Which lines below contain the word "sign"? Copy each one.
Data to examine Start Marker
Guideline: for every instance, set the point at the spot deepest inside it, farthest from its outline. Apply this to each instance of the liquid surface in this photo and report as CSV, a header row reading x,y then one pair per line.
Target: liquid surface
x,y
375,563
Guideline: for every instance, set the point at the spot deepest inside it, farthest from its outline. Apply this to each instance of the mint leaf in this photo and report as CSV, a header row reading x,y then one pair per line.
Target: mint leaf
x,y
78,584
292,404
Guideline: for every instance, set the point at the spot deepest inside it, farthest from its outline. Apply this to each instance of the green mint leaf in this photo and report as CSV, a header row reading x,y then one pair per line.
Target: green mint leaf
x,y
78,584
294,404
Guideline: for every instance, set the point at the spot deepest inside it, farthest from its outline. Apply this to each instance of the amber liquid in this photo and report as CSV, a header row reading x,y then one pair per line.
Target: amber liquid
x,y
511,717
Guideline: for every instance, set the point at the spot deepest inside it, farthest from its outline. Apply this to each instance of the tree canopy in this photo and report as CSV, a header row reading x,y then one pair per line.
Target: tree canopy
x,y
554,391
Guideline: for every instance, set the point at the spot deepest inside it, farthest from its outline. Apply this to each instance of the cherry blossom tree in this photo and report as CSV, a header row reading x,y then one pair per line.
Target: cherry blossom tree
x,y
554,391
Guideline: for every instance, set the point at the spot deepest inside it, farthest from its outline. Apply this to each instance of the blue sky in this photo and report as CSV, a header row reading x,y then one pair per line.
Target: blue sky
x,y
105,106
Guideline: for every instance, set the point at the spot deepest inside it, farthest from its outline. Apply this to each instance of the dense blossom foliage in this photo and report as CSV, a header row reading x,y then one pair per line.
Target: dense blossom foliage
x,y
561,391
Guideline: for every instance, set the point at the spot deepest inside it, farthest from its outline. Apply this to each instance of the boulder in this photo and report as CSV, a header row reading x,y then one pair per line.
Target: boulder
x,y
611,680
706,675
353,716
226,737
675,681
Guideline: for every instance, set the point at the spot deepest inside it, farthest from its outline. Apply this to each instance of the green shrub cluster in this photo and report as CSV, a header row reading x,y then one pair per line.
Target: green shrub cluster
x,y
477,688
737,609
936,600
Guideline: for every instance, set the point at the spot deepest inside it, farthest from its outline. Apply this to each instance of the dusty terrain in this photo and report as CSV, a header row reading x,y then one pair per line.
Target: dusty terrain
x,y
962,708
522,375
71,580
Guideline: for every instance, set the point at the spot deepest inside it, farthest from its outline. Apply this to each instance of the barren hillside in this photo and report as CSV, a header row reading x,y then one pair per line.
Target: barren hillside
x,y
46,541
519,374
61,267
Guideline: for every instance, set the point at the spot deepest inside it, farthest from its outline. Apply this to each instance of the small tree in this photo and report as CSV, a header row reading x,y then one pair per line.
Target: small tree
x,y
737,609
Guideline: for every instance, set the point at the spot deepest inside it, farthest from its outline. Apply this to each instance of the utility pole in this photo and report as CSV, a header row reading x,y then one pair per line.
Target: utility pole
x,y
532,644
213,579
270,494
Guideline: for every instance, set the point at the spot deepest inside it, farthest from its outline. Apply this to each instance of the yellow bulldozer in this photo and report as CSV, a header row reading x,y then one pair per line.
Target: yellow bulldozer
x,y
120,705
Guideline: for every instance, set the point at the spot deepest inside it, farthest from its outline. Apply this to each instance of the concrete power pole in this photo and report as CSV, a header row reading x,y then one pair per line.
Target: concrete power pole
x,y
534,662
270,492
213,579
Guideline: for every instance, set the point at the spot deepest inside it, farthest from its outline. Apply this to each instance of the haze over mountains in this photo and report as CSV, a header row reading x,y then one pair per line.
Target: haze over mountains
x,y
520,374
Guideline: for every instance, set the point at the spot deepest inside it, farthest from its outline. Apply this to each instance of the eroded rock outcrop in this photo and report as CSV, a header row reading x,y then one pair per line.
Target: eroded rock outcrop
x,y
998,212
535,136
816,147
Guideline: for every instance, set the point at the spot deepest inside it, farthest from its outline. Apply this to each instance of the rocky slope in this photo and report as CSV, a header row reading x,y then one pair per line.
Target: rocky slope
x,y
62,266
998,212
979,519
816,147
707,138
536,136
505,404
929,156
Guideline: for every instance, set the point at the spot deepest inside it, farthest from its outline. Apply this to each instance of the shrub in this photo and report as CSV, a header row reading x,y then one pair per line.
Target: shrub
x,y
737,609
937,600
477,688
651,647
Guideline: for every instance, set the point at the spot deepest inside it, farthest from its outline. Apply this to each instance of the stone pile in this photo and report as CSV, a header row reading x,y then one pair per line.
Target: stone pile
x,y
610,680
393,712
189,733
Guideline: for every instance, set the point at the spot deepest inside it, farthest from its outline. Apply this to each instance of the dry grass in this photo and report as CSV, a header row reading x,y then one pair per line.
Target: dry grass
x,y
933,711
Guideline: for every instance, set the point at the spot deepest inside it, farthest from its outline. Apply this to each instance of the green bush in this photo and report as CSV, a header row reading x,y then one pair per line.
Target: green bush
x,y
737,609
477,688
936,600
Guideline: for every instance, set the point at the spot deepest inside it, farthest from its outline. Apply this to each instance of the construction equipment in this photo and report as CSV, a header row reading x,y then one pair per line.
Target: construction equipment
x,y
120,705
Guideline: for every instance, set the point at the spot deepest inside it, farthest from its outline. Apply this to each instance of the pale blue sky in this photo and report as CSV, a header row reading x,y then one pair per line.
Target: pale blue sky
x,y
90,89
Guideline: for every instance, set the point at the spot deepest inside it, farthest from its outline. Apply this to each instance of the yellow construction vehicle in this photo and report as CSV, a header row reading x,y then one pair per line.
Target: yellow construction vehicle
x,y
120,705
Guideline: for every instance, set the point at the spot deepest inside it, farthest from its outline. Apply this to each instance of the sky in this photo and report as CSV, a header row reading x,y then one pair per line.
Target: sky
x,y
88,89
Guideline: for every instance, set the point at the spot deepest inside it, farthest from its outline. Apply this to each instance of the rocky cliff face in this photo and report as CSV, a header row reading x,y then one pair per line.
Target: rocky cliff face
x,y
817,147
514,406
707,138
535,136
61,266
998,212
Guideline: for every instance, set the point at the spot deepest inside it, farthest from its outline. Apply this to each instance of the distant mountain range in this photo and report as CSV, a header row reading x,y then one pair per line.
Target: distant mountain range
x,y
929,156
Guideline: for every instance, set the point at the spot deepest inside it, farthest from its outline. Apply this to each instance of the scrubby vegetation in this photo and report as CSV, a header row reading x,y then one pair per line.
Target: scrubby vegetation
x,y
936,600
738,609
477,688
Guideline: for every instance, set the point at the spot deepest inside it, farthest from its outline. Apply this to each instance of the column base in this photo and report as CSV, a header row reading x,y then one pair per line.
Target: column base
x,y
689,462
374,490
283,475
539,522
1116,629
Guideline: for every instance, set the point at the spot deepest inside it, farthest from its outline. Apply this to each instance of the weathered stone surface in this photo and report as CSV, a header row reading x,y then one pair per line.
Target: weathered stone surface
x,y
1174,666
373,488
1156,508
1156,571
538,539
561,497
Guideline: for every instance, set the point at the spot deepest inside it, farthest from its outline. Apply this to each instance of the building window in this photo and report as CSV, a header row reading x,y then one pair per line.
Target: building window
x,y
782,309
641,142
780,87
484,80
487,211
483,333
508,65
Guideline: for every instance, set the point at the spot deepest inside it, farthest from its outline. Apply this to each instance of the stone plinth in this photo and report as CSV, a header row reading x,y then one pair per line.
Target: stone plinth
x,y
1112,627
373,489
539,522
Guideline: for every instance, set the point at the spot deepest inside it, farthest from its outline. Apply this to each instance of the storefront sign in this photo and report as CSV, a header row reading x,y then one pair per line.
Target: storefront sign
Data to examine End Marker
Written solution -
Guideline: for every instance, set the point at the spot deepest inside it, farthest from its outline. Apply this to each instance of the storefront sign in this photo and report as CSV, a header row reading x,y then one pair per line.
Target: storefront sign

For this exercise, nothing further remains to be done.